→ Kutipan Sumber:
——

Pendidikan memainkan peranan yang sangat penting dalam membentuk generasi penerus sesuatu bangsa. Dengan demikian, sudah selayaknya apabila kita merenung pemahaman tentang paradikma pendidikan jangan hanya dikurung dalam pengertian yang sangat sempit yakni hanya pendidikan sekolah (sekolah formal). Namun lebih dari itu nalar kita hendaknya merambah kesemua aspek kehidupan sebagai kegiatan pendidikan. Dimana aspek kehidupan tersebut dapat menjadi sarana dan media pembelajaran (Sidi 2001:4). Dari sini lahirlah satu ide menciptakan masyarakat belajar (learning society ), maknanya aktor belajar bukanlah mutlak sebagai atribut yan menempel pada peserta didik dan mahasiswa, akan tetapi aktor belajar adalah semua komponen masyarakat. Sehingga tanggung jawab kualitas dan keberlangsungan kegiatan belajar bukanlah beban total yang dipikul sekolah, namun pendidikan merupakan tanggung jawab kita bersama (individu, sekolah, masyarakat, tempat kerja, dan Negara). Diharapkan ketika learning society terbentuk, maka akan muncul budaya belajar (cultural learning) yan mewarnai pola hidup masyarakat belajar. Menurut Green dalam bukunya prolegomena to Ethics, ia mengambarkan “ individuals can develop a good manner or character, and hence realise themselves only within society (Bousfield 1999:106). Sedangkan menurut Al-Kaylani seharusnya pendidikan mampu membawa seseorang peserta didik untuk berperan bagi dirinya, masyarakat setempat, dan masyarakat luas.
Pendidikan ideal harus berpijak pada pengembangan keutuhan seseorang peserta didik agar muncul self-realisationnya dengan baik. Sangat tidak bijaksana ketika kegiatan pendidikan justru hanya menekankan sisi kecerdasan intelektual semata-mata. Sedangkan menurut Daniel Goleman dalam bukunya Emotional Intelligence (Sidi 2001) bahwa IQ seseorang hanya menyumbang 20% dari kesuksesan seseorang, sedangkan 80 % sisanya ditentukan oleh faktor lain (kecedasan intelektual dan kecerdasan emosional. Pendidikan ideal adalah yang mampu menyeimbangkan domain-domain tersebut sehingga lahirlah masyarakat peradaban (civilize culture society) atau meminjam istilah Inkeles masyarakat modern (modern society) atau lebih populernya biasa kita sebut civil society. Bentuk masyarakat seperti ini tidak mungkin akan ada tanpa lahirnya generasi yang well educated.

——

→ Bahan Tersedia:
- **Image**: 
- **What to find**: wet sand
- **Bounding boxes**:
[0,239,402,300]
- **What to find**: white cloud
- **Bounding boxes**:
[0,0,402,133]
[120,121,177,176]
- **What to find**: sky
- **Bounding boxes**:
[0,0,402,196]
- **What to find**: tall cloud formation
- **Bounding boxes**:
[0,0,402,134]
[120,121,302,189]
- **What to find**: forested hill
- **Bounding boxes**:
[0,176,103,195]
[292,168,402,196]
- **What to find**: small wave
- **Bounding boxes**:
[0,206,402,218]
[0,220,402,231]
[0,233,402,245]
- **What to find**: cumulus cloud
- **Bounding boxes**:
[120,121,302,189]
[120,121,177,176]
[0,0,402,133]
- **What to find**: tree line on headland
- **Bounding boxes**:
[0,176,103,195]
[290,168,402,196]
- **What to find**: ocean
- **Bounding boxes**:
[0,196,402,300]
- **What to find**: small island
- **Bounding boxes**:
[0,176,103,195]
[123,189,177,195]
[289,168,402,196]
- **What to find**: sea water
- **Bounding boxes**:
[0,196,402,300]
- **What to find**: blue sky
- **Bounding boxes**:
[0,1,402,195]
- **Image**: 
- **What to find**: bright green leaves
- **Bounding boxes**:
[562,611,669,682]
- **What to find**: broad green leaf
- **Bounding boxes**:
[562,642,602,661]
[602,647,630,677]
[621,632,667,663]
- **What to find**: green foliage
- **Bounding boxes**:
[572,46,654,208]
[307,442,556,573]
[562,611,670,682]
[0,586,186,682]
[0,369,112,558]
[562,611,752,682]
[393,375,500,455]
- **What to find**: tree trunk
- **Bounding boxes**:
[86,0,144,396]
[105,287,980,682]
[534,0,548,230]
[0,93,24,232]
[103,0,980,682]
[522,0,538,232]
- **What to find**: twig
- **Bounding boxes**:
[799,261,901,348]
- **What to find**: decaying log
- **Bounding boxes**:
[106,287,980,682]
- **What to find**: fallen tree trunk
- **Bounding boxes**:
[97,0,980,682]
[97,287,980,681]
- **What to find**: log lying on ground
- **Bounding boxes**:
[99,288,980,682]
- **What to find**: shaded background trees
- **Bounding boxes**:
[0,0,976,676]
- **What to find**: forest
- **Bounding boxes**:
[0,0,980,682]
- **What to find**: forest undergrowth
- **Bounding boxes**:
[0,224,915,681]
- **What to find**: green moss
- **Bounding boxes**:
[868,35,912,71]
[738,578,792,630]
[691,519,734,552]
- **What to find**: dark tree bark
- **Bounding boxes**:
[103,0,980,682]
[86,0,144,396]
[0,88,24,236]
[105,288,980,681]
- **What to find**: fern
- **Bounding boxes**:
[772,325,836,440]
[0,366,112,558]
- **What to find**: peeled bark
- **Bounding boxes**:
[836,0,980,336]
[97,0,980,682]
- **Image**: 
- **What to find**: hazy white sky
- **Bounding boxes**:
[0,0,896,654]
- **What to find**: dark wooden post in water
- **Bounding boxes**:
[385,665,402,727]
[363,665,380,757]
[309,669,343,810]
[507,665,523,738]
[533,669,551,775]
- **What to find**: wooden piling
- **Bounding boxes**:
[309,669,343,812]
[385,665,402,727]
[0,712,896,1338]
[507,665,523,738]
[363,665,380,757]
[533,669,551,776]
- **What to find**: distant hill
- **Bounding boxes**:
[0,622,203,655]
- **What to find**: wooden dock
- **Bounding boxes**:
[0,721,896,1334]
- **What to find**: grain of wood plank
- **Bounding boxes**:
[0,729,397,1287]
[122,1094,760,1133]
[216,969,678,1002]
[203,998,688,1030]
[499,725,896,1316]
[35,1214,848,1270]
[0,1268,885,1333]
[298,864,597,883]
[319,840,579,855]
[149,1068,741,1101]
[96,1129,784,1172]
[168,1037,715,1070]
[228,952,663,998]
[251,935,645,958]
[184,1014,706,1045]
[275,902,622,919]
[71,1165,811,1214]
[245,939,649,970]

——

→ Yang Dikerjakan:
Bisakah Anda menulis ulang bagian teks tentang pendidikan yang dimulai dari "Pendidikan ideal harus" dan berakhir pada "yang well educated.", dengan mengganti "peserta didik" menjadi "siswa"?

→ Jawaban Akhir:
Pendidikan ideal harus berpijak pada pengembangan keutuhan seseorang siswa agar muncul self-realisationnya dengan baik. Sangat tidak bijaksana ketika kegiatan pendidikan justru hanya menekankan sisi kecerdasan intelektual semata-mata. Sedangkan menurut Daniel Goleman dalam bukunya Emotional Intelligence (Sidi 2001) bahwa IQ seseorang hanya menyumbang 20% dari kesuksesan seseorang, sedangkan 80 % sisanya ditentukan oleh faktor lain (kecedasan intelektual dan kecerdasan emosional. Pendidikan ideal adalah yang mampu menyeimbangkan domain-domain tersebut sehingga lahirlah masyarakat peradaban (civilize culture society) atau meminjam istilah Inkeles masyarakat modern (modern society) atau lebih populernya biasa kita sebut civil society. Bentuk masyarakat seperti ini tidak mungkin akan ada tanpa lahirnya generasi yang well educated.